══ Exercise materials ══
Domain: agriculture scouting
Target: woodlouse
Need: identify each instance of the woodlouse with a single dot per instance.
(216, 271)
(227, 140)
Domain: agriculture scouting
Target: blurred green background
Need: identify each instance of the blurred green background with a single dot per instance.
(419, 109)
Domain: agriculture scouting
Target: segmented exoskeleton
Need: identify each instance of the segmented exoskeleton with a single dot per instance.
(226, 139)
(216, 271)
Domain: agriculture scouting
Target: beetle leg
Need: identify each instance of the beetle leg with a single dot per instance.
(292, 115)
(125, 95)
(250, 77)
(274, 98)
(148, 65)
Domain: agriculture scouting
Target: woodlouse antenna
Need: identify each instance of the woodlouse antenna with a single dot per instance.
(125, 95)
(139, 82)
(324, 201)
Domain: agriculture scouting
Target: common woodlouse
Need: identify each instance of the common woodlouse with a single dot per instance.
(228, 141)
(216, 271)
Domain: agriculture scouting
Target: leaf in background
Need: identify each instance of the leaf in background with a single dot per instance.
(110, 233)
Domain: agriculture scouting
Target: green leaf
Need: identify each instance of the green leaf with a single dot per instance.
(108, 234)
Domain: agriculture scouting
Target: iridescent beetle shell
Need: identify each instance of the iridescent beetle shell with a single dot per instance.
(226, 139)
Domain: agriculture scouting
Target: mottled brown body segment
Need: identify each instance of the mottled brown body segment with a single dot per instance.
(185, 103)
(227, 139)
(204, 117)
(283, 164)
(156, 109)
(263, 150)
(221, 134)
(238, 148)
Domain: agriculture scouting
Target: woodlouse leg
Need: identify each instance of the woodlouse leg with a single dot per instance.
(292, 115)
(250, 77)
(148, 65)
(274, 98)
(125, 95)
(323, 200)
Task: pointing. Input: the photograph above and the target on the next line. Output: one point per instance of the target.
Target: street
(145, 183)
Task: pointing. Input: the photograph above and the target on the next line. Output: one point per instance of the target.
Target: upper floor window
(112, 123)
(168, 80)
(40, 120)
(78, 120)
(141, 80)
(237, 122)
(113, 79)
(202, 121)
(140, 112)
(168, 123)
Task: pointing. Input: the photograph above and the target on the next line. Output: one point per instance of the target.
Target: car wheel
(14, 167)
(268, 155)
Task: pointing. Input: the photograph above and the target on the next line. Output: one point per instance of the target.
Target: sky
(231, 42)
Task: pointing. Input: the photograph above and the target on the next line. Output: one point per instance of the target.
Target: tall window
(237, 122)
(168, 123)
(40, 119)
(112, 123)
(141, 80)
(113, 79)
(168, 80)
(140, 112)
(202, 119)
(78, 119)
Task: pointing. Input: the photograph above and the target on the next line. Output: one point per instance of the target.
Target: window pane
═══
Given exercise: Restate the whole listing exactly.

Expected answer:
Domain: agriculture scouting
Target: woodlouse
Need: identify each instance of the woodlouse with a single dot per instance.
(216, 271)
(227, 140)
Domain: agriculture scouting
Target: blurred green background
Need: identify each instance of the blurred green background with a single dot per instance.
(419, 109)
Domain: agriculture scouting
Target: segmented exoskeleton
Need: identify each instance of the segmented exoskeleton with a single dot per instance.
(226, 139)
(216, 271)
Domain: agriculture scouting
Target: beetle leg
Need: identify each instance of the beetle leg with a single dot per instance.
(292, 115)
(125, 95)
(250, 77)
(274, 98)
(148, 65)
Domain: agriculture scouting
Target: woodlouse antenna
Need: identify each instance of the woodlouse antenna with a single dot per instance.
(125, 95)
(139, 82)
(324, 201)
Domain: agriculture scouting
Target: common woodlouse
Need: identify each instance of the common woodlouse with a single dot per instance.
(228, 141)
(216, 271)
Domain: agriculture scouting
Target: leaf in background
Need: identify each instance of the leaf in background with a single dot per instance.
(110, 233)
Domain: agriculture scouting
Target: green leaf
Need: identify each instance of the green leaf with a single dot per instance.
(108, 234)
Domain: agriculture scouting
Target: iridescent beetle shell
Need: identify each instance of the iridescent beetle shell with a single dot per instance.
(226, 139)
Domain: agriculture scouting
Target: mottled brown body segment
Need: identify each instance of the mottled brown body segment with a single dot per instance.
(185, 103)
(227, 139)
(204, 117)
(283, 164)
(156, 109)
(263, 150)
(221, 134)
(238, 148)
Domain: agriculture scouting
Target: woodlouse leg
Need: identify each instance of the woodlouse leg with a single dot per instance.
(292, 115)
(250, 77)
(148, 65)
(274, 98)
(125, 95)
(323, 200)
Task: pointing. Input: the photograph above and the target on the next line. Output: one point per instance of the target.
Target: street
(145, 183)
Task: pointing. Input: the photograph above and the target on the next line. Output: one point per instance of the target.
Target: upper floor window
(112, 123)
(168, 80)
(40, 120)
(78, 120)
(141, 80)
(237, 122)
(113, 79)
(202, 121)
(140, 112)
(168, 123)
Task: pointing. Input: the photograph above and the target on the next line. Output: one point per instance of the target.
Target: car wheel
(14, 167)
(268, 155)
Task: pointing. Input: the photograph above and the target on the next line. Output: one point per instance of the target.
Target: sky
(231, 42)
Task: pointing. Input: the photograph above and the target on the next line. Output: one point per instance of the target.
Target: tall window
(237, 122)
(168, 123)
(40, 119)
(112, 123)
(141, 80)
(113, 79)
(168, 80)
(140, 112)
(202, 119)
(78, 119)
Task: pointing. Input: the photograph above and the target on the next line. Output: one point per instance of the target.
Target: window pane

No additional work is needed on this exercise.